TASK TO CARRY OUT
Retype, line for line and unchanged, the portion of the listing below that opens with the line containing "For the benchmark, mark every instance of the man's beard" and runs through the end of the listing.

[Start of EXCERPTED DATA]

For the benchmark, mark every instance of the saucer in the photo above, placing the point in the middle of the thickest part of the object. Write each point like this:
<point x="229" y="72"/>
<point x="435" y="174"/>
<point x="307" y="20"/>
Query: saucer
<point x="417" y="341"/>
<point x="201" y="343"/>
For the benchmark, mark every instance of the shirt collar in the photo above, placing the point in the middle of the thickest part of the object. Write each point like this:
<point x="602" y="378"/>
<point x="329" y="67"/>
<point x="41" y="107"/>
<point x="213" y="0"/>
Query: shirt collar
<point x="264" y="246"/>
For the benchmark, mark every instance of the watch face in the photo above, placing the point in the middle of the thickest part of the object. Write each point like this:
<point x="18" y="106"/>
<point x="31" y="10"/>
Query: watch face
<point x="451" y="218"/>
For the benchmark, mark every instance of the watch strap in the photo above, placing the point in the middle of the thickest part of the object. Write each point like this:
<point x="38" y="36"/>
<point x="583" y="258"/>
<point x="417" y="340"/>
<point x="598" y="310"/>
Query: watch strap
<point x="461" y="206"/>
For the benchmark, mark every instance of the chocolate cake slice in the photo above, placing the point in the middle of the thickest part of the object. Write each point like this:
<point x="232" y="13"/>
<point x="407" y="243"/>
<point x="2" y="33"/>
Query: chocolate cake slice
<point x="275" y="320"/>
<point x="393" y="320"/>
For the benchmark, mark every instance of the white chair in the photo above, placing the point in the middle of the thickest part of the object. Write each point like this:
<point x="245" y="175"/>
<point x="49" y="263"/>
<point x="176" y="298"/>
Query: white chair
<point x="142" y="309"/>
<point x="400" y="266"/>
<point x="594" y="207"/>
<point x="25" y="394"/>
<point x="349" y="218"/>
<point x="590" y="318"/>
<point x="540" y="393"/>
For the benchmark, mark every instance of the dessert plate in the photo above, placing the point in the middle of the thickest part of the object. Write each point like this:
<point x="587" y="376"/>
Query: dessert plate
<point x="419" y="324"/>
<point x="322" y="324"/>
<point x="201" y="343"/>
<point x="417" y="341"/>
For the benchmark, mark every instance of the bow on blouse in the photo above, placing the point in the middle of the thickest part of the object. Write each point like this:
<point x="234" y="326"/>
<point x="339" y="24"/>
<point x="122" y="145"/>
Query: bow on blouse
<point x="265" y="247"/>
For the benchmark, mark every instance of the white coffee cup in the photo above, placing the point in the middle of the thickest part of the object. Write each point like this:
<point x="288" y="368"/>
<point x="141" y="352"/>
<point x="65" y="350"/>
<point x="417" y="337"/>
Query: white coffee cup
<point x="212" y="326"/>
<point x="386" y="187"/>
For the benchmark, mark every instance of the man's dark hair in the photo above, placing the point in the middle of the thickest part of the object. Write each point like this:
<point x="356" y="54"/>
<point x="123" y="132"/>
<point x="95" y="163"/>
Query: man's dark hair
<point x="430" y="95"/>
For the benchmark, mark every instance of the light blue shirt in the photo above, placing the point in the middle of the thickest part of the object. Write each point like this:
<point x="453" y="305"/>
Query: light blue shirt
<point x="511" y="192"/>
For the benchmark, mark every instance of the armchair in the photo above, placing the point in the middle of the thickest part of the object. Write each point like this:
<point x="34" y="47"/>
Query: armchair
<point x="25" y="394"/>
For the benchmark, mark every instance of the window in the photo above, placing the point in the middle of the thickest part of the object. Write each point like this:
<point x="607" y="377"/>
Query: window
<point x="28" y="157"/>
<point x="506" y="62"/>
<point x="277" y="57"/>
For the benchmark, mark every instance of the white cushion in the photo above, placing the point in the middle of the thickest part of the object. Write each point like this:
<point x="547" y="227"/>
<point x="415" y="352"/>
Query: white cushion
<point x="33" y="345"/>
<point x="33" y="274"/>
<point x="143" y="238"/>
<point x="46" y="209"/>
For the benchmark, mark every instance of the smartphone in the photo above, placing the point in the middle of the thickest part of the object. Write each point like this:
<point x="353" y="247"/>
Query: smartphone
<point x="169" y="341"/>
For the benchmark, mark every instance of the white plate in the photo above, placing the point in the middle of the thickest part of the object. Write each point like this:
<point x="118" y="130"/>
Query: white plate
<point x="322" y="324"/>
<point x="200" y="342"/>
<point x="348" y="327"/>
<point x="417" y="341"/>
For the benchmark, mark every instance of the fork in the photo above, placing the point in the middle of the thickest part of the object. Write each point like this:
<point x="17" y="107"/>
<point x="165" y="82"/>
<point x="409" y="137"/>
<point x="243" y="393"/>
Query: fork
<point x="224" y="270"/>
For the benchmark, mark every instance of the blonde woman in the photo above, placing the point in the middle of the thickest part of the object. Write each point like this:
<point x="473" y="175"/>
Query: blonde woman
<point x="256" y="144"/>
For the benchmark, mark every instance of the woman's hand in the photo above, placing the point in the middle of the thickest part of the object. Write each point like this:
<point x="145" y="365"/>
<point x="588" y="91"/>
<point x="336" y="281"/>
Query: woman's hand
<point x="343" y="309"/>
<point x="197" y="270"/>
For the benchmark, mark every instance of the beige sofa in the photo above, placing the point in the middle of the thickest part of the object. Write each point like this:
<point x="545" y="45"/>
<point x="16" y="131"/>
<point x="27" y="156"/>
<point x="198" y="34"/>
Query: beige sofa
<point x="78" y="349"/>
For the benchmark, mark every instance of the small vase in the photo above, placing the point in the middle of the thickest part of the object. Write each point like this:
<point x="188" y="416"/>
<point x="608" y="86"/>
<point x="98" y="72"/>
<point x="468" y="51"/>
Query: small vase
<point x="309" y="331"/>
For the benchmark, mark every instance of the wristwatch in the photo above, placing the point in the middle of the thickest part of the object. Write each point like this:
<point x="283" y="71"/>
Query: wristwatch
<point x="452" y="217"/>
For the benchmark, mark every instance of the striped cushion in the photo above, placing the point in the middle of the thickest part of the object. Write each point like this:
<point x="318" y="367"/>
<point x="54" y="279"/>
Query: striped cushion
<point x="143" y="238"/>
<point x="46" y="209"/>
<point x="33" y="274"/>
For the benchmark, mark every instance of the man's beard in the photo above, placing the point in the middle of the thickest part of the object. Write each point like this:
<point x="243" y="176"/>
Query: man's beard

[End of EXCERPTED DATA]

SOLUTION TO THE PROBLEM
For the benchmark, mark every instance of the man's beard in the photo above, placing the point in the middle of the thickest part of the object. Write each point like this:
<point x="243" y="176"/>
Query: man's beard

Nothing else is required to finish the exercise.